(Extracted records)
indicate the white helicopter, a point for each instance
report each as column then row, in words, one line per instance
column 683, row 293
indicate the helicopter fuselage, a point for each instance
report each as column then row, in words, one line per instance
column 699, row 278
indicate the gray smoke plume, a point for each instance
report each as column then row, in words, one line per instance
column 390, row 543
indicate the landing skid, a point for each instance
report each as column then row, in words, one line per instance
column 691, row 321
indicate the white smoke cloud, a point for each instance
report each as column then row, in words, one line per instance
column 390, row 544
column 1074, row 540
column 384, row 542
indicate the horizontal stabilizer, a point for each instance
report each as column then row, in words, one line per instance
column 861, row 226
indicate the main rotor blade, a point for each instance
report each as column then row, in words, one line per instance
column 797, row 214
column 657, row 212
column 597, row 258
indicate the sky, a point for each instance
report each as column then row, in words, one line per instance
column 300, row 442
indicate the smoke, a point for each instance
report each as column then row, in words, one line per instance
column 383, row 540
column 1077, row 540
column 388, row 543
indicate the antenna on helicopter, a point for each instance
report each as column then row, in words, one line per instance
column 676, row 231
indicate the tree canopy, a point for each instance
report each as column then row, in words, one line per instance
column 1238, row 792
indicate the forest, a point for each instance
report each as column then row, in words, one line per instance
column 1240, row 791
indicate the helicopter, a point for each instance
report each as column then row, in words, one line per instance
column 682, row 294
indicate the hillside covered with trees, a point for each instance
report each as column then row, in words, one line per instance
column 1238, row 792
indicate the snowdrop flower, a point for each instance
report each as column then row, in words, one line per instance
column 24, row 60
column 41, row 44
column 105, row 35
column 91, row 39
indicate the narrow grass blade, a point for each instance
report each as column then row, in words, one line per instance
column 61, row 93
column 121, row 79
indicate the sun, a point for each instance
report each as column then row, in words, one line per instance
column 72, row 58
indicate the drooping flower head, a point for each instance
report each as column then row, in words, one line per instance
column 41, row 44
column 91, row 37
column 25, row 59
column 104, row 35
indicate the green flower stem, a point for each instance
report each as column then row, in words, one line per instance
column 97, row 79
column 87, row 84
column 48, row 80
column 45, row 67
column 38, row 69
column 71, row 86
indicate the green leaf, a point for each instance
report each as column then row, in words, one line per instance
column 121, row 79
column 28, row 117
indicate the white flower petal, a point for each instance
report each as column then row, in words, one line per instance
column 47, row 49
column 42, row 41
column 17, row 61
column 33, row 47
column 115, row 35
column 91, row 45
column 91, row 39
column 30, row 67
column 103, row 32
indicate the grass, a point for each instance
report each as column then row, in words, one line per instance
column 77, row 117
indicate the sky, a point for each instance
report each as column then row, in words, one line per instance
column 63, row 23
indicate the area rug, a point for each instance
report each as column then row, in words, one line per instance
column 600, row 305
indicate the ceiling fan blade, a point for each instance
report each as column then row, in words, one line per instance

Prompt »
All lines from the start of the entries through the line where "indicate the snowdrop" sits should be duplicated exactly, with nothing else in the output.

Task result »
indicate the white helicopter, a point for each instance
report each as column then row, in words, one line per instance
column 683, row 293
indicate the helicopter fuselage, a point for each instance
report each as column then row, in words, one line per instance
column 699, row 278
indicate the gray smoke plume, a point for each instance
report each as column then row, in words, one line per instance
column 390, row 543
indicate the landing skid, a point for each instance
report each as column then row, in words, one line per instance
column 691, row 321
indicate the white smoke cloud, a point for each instance
report each as column then row, in words, one line per instance
column 390, row 544
column 1074, row 540
column 384, row 542
indicate the horizontal stabilizer, a point for each instance
report each as column then row, in words, one line per instance
column 861, row 226
indicate the main rotor blade, a point for each instance
report each as column then row, in words, one line per instance
column 797, row 214
column 657, row 212
column 597, row 258
indicate the sky, a point for each instance
report each as column then row, in words, one line per instance
column 300, row 442
indicate the smoke, a point for each instance
report each as column then row, in words, one line per instance
column 383, row 540
column 1077, row 540
column 388, row 543
indicate the antenna on helicopter, a point for each instance
report each as column then row, in words, one line per instance
column 676, row 231
indicate the tree canopy, a point for each instance
report each as column then row, in words, one line per instance
column 1238, row 792
indicate the forest, a point for each instance
report each as column then row, in words, one line per instance
column 1240, row 791
indicate the helicopter, a point for each instance
report each as column then row, in words, one line per instance
column 682, row 294
indicate the hillside covered with trees, a point for each instance
report each as column then row, in words, one line per instance
column 1238, row 792
indicate the snowdrop flower, a point for each instance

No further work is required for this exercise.